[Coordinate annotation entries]
:::
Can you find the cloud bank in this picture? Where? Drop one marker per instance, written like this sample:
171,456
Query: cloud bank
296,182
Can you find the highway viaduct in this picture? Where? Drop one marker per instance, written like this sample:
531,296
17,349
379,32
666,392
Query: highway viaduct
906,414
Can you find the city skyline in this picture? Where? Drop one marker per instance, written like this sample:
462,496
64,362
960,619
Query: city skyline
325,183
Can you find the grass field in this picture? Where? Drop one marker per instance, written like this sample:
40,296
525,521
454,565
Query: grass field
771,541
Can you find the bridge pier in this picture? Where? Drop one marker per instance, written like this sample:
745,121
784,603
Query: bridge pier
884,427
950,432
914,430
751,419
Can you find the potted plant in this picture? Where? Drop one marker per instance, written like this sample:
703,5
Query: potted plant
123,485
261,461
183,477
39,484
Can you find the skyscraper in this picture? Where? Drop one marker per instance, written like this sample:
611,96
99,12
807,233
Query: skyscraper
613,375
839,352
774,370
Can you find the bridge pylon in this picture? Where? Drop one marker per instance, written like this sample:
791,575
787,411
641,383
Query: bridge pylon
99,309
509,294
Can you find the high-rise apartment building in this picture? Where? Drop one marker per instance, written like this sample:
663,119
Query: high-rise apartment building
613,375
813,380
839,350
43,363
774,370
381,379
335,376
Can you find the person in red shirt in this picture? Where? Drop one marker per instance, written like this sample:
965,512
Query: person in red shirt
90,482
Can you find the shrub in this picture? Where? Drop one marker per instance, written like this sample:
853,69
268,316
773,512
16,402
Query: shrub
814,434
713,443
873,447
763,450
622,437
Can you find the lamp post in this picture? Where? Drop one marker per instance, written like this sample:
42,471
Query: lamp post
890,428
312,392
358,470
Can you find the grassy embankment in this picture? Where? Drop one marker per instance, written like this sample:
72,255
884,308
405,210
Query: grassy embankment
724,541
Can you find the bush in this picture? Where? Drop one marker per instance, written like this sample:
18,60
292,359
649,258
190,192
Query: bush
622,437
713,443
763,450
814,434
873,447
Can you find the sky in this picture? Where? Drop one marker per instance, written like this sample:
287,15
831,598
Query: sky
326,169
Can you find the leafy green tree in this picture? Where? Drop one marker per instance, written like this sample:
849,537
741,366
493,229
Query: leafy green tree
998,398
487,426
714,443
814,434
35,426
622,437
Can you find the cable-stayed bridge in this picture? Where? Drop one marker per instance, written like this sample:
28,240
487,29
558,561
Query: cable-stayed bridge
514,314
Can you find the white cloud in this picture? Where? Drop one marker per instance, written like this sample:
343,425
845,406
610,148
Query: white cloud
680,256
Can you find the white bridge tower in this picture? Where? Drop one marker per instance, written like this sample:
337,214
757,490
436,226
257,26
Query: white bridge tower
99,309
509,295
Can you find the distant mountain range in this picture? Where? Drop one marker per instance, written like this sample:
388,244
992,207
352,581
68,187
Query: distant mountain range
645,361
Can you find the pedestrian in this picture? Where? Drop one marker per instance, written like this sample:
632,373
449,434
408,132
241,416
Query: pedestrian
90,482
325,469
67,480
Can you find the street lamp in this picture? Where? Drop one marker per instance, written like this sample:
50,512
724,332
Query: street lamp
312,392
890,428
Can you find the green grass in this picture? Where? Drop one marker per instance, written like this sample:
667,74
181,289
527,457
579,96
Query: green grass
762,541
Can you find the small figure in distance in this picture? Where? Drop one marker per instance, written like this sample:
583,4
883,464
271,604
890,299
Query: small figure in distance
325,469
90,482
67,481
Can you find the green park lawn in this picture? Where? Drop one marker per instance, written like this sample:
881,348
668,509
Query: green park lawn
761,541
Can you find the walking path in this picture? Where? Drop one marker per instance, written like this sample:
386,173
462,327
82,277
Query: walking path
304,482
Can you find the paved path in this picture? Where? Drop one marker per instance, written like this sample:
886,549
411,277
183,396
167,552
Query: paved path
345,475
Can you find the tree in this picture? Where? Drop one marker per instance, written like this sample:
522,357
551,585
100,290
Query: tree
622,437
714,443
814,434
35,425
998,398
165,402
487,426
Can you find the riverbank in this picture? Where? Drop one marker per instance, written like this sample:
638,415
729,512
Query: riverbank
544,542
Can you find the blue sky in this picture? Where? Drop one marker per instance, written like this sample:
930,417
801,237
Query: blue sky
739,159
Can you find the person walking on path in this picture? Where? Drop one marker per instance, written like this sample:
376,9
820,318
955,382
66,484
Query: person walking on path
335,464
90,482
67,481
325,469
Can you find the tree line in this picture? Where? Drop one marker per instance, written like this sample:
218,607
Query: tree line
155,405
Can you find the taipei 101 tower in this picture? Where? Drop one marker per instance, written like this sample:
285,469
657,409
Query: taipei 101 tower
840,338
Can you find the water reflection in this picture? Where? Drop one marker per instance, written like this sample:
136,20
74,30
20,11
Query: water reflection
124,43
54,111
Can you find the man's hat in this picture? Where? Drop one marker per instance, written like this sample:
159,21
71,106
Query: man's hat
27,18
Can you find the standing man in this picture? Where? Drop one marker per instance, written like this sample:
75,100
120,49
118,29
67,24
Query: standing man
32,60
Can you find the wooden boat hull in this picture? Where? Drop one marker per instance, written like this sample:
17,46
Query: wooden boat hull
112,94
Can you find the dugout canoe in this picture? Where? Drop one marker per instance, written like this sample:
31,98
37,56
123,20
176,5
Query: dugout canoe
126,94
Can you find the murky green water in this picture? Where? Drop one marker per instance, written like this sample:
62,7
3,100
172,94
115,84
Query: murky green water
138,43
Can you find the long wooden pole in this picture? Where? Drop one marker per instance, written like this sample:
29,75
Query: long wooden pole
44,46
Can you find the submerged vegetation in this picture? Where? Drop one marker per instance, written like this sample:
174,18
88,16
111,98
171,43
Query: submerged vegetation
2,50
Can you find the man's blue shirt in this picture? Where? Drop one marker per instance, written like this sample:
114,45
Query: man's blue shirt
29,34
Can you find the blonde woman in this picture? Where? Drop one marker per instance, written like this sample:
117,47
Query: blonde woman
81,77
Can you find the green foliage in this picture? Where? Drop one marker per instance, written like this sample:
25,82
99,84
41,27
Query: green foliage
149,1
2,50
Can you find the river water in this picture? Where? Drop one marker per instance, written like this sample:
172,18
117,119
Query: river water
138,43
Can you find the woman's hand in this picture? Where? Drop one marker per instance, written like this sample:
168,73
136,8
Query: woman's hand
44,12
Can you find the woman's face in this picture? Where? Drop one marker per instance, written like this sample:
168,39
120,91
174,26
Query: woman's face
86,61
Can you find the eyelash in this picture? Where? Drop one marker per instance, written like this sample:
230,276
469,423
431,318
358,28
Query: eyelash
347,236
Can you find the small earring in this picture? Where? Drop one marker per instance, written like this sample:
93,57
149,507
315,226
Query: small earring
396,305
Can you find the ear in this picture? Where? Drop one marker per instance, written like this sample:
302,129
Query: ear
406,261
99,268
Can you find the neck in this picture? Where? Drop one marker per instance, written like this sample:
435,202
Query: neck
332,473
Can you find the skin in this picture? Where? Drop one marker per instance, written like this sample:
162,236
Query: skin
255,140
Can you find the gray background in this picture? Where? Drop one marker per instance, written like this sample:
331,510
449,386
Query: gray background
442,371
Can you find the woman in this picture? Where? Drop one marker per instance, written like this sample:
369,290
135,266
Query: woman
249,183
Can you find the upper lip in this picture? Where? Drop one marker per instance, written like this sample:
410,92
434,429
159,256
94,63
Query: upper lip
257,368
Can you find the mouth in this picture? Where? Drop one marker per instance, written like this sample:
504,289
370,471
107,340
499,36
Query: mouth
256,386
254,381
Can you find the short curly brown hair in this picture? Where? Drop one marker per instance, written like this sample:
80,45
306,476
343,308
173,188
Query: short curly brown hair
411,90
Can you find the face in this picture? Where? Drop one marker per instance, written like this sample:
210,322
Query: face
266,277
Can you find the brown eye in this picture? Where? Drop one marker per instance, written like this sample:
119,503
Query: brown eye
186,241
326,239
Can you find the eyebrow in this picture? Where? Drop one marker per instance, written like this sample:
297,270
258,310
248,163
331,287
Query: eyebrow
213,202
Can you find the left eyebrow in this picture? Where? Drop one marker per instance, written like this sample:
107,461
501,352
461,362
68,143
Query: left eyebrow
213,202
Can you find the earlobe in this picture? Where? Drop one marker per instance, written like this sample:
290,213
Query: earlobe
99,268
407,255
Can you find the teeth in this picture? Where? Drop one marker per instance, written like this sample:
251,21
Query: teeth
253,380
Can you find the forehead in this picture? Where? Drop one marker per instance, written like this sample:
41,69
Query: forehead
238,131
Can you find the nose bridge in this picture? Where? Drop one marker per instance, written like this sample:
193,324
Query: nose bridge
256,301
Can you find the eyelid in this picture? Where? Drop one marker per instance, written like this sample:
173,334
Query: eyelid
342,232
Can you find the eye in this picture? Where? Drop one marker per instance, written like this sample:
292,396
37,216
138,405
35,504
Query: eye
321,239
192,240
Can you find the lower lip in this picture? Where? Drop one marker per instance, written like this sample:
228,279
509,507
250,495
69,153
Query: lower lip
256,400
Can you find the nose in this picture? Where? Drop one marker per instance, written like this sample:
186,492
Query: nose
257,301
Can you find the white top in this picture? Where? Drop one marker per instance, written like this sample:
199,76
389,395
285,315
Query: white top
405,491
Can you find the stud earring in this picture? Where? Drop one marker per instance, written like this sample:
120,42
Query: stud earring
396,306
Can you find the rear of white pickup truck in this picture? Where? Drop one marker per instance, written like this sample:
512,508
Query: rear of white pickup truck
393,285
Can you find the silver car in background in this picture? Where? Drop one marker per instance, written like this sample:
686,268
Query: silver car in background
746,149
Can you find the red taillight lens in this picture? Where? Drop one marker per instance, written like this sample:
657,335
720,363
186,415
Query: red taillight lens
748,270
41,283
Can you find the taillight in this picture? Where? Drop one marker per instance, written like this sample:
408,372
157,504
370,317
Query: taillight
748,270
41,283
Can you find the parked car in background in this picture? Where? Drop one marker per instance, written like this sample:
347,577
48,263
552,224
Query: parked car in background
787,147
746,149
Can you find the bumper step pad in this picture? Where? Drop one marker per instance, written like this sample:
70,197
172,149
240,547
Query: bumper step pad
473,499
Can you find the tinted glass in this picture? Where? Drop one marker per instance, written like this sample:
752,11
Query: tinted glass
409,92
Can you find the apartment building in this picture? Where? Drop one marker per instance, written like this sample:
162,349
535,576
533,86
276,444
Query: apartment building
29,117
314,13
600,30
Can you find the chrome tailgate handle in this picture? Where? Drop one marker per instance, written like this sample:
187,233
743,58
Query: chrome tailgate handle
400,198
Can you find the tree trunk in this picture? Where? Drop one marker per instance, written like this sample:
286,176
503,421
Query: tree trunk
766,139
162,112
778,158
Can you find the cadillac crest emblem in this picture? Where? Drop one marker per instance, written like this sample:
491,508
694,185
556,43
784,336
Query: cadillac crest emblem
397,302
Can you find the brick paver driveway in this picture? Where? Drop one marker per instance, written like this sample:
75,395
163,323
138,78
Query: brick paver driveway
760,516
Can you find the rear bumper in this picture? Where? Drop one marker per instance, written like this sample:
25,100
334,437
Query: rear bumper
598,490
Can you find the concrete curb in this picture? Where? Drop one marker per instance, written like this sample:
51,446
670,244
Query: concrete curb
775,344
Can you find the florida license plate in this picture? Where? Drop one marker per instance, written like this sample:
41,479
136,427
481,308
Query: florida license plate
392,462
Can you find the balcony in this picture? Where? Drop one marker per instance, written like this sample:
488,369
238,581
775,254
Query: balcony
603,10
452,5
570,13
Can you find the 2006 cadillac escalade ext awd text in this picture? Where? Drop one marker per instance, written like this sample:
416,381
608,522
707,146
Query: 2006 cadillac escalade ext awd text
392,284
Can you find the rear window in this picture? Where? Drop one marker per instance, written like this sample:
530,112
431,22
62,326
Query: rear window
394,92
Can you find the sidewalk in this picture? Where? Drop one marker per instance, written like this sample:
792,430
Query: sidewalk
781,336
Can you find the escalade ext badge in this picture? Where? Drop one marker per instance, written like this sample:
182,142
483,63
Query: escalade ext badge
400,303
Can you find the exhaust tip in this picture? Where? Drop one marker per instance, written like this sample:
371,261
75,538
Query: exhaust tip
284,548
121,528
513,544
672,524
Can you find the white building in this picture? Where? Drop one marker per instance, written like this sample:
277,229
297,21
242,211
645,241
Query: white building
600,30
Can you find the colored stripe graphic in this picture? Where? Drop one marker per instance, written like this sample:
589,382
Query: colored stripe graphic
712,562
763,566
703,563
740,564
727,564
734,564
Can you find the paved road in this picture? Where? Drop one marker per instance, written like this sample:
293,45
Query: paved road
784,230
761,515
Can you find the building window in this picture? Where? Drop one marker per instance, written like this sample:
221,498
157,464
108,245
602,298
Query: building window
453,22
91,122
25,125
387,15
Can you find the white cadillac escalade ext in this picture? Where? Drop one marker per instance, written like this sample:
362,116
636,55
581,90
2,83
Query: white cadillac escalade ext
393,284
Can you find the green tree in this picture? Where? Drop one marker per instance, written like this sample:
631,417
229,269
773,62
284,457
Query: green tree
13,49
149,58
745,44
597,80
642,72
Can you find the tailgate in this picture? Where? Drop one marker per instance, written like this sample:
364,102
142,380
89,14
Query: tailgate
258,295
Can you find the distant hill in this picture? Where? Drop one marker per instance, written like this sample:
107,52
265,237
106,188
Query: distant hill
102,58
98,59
:::
▶ Exercise requirements:
Return the line that contains "Can you find the colored" and all lines after it, verbatim, and nothing else.

▶ Response to this task:
Can you find the colored stripe graphic in this picture? Where? Drop one marker per instance, written like this sample:
589,382
Query: colored stripe graphic
712,562
763,566
703,563
740,564
727,564
734,564
Can you find the paved road in this picture? Where? Drop one marker per instance, written like this sample:
293,45
Query: paved road
784,230
761,515
Can you find the building window in this picture? Where? Drop one marker per instance, written like this sample:
221,498
157,464
108,245
602,298
Query: building window
453,22
91,122
25,125
387,15
Can you find the white cadillac escalade ext in this picture? Where? Drop one marker per instance, written like this sample:
362,116
636,55
581,90
2,83
Query: white cadillac escalade ext
393,284
Can you find the green tree in this picture? Where? Drop one marker per instance, written like this sample:
631,417
229,269
773,62
284,457
Query: green tree
13,49
149,58
745,44
597,80
642,72
Can you find the tailgate in this picture? Where? Drop one marker per instance, written like this sample:
364,102
142,380
89,14
Query: tailgate
258,295
Can you find the distant hill in this picture? Where? Drop one marker per instance, written like this sample:
107,52
265,237
106,188
Query: distant hill
102,58
98,59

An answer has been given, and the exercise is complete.